DOCUMENT EXCERPT
● ● ● ● ●

Sunday, May 9, 2010

Why Legacy would be a terrible PTQ format

Hello again, Internet. It's been (checks timestamps) . . . 4 years, 4 months, and 20 days since I last attempted to blog. I think it was still web 1.0 back then. Anyway, I'm throwing stuff out here again. On to business.

A few weeks ago, I attended my first real live semi-high level Magic event, the Starcity Games 5K in Indianapolis. I'll do another post on the experience (short story I scrubbed out pretty fast), but for now the quick points are that I was playing Zvi's San Diego Mythic deck for Standard and the Reanimator deck from the GP a couple weeks before.

Anyway, 5th round in the Legacy event, as my opponent and I are de-sideboarding and I'm getting ready to drop at 2-3, Riki Hayashi stops by to collect our result slip and hang out for a minute to ask us how we like Legacy, where we got our decks from, and how we would feel about Legacy as a PTQ format. I didn't have very much to contribute, not having thought about it much before, but I've thought about it since then and I'd like to expound some more on why Legacy would be a terrible format for a PTQ season (although an awesome competitive format and tons of fun).

● ● ● ● ●

DATA EXCERPT
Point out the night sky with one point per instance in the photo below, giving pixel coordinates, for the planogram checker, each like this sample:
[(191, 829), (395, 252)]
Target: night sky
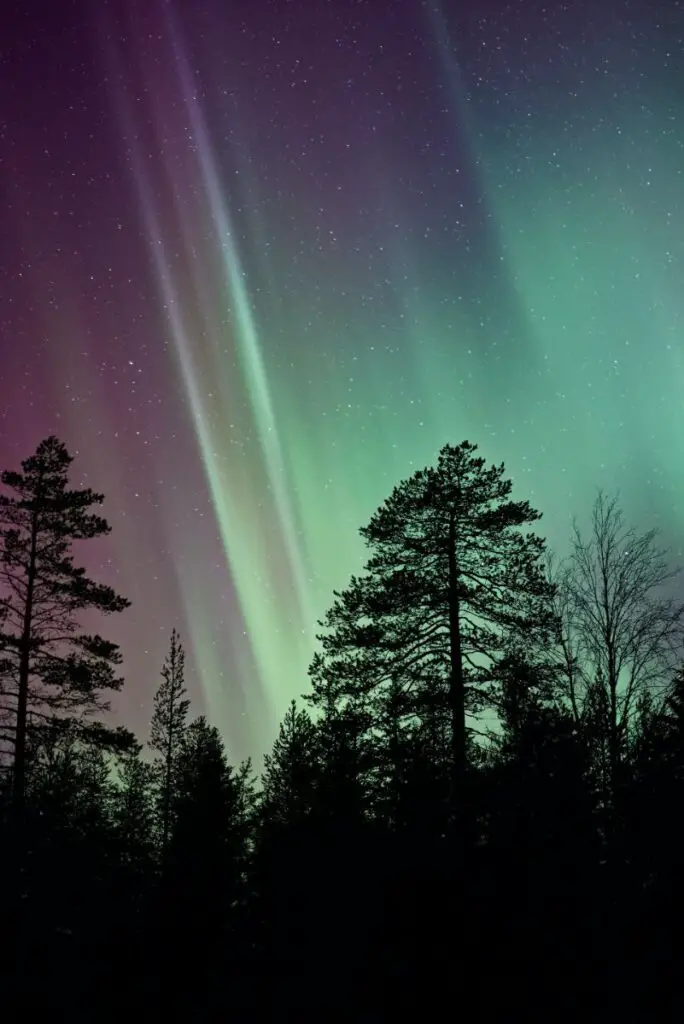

● ● ● ● ●

WORK TO DO
[1] List every question that Riki Hayashi asks the writer and the opponent in the blog post.
[2] Rewrite the blog post between "Anyway, 5th round" and "tons of fun).", inclusive, putting "Vintage" in place of "Legacy".
The material above has no connection to the blog post.

RESULTS FOR EACH TASK
[1]
- How they like Legacy
- Where they got their decks from
- How they would feel about Legacy as a PTQ format

[2]
Anyway, 5th round in the Vintage event, as my opponent and I are de-sideboarding and I'm getting ready to drop at 2-3, Riki Hayashi stops by to collect our result slip and hang out for a minute to ask us how we like Vintage, where we got our decks from, and how we would feel about Vintage as a PTQ format. I didn't have very much to contribute, not having thought about it much before, but I've thought about it since then and I'd like to expound some more on why Vintage would be a terrible format for a PTQ season (although an awesome competitive format and tons of fun).